EXERCISE INPUTS Block Start

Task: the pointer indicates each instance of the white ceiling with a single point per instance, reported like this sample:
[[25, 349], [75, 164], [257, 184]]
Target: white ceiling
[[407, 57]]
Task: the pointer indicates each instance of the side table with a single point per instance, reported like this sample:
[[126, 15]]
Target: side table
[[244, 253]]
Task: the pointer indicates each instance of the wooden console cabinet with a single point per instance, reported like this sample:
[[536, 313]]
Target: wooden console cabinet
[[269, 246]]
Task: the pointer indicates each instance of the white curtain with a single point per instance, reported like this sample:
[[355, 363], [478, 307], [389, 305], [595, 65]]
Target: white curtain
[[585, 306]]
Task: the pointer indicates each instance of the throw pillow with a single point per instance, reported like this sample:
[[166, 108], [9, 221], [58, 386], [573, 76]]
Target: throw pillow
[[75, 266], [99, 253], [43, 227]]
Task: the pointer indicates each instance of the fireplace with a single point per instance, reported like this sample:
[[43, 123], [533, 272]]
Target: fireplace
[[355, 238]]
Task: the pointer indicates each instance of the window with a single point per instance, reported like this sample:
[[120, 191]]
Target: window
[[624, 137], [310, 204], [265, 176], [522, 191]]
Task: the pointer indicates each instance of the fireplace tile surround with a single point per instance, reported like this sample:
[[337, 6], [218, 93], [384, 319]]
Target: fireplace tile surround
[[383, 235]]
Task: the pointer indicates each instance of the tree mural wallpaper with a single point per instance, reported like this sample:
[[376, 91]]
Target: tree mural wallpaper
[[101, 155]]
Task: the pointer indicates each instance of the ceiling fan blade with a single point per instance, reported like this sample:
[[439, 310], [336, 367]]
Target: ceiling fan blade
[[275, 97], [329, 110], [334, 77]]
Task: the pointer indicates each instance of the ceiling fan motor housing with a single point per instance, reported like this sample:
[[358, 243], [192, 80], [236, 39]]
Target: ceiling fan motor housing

EXERCISE INPUTS Block End

EXERCISE AIM -> Set down exactly the line with "[[439, 310], [336, 367]]" and each line after it up to the end of the records, adding nothing.

FINISHED EXERCISE ->
[[439, 310], [336, 367]]
Target: ceiling fan blade
[[275, 97], [329, 110], [334, 77]]
Task: the pointer indicates each instance of the ceiling fan motor housing with a single point per instance, reported like this sample:
[[358, 243], [192, 80], [236, 39]]
Target: ceiling fan motor housing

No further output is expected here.